• **Belge Bölümü**:
—————

Yazarlar Günün Köşe Yazıları Spor Konuk Yaşam Tüm Yazarlar
İstanbul’un çıtası!
CHP lideri Kemal Kılıçdaroğlu, il başkanlığı seçimi öncesi yeni seçilen 39 ilçe başkanı ile bir araya geldi geçen gün. Örgüt buluşmasıydı, belediye başkanlarına ve basına kapalıydı. İl başkanı Canan Kaftancıoğlu’nun da katıldığı toplantıdan beklenenin aksine aday ismi konuşulmadı. Kılıçdaroğlu sadece, Doç.Dr. Mehmet Karlı’nın akademik çalışmaları nedeniyle aday olmak istemediğini duyurdu. Cumhuriyet’in manşetine yansıyan “Çıtayı yükseğe taşıyacak aday” açıklaması ise çok şey ifade ediyor. Çünkü geriye dönüp bakarsak 2017 referandumunda Cemal Canpolat İstanbul’u 250 bin oyla kazanmıştı, 2019’da da Canan Kaftancıoğlu 25 yıl sonra İBB’nin AKP’den kurtarılmasını sağladı. Kılıçdaroğlu’nun şimdiki hedefi daha yüksek. İBB ve eldeki 14 ilçenin yanı sıra Üsküdar, Eyüp, Çatalca, Sancaktepe, Silivri için hesap yapılıyor. Eğer böyle bir amacı varsa CHP’nin, Arnavutköy’den Tuzla’ya kadar örgütü bilen biri tercih edilmeli. Daha önemlisi İstanbul delegasyonu bu ismi veya isimleri lideri olarak görüp, kaprisi bir kenara bırakmalı.
KAYBETMEYİ BİLMEK!

—————

• **Yapılacak İşler**:
1. Köşe yazısına göre Kılıçdaroğlu, Doç.Dr. Mehmet Karlı'nın aday olmak istememesinin nedeni olarak neyi duyurdu?
2. Aşağıdaki ifadelerin köşe yazısıyla uyuşup uyuşmadığını belirtin:
(a) Toplantı basına açıktı.
(b) Kılıçdaroğlu, yeni seçilen 39 ilçe başkanıyla buluştu.
(c) Canan Kaftancıoğlu 2019'da İBB'nin 25 yıl sonra AKP'den alınmasını sağladı.

[Bölge etiketleme kayıtları]
—————

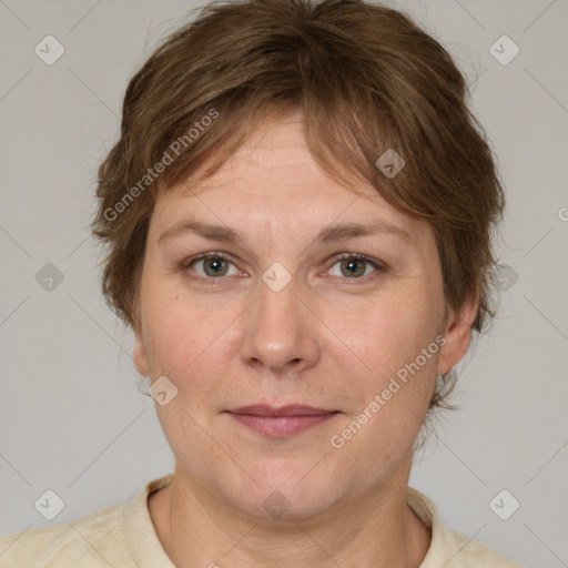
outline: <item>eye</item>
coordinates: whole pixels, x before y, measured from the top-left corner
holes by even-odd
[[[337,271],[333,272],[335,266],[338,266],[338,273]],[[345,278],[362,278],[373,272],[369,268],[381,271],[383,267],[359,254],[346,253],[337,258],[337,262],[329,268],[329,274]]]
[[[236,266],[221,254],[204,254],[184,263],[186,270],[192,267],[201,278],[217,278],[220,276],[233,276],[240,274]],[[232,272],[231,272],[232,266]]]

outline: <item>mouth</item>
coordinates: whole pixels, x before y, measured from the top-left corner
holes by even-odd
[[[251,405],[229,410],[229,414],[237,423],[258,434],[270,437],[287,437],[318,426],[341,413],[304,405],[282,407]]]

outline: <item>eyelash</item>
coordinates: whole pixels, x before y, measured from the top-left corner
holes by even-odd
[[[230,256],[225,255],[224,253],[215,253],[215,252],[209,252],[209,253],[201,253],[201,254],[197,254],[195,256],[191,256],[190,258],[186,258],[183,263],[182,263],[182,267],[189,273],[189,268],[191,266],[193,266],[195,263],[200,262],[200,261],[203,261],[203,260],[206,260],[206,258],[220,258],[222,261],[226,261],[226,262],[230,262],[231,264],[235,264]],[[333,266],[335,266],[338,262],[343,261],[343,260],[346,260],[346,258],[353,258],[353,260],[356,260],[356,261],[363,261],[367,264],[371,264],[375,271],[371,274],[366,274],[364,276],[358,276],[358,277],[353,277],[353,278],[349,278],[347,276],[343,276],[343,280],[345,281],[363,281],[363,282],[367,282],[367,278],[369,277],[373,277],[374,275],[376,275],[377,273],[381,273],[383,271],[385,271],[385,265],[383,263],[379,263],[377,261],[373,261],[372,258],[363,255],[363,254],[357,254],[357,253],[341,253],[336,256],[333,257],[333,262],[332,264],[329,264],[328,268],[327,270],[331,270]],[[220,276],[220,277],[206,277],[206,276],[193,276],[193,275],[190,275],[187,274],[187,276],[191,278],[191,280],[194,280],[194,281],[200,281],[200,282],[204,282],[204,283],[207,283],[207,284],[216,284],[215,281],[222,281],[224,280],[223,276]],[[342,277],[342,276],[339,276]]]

—————

• **Görev Çözümleri**:
1. Karlı'nın akademik çalışmaları nedeniyle aday olmak istemediğini duyurdu.

2.
(a) Hayır: "belediye başkanlarına ve basına kapalıydı"
(b) Evet: "yeni seçilen 39 ilçe başkanı ile bir araya geldi"
(c) Evet: "2019’da da Canan Kaftancıoğlu 25 yıl sonra İBB’nin AKP’den kurtarılmasını sağladı"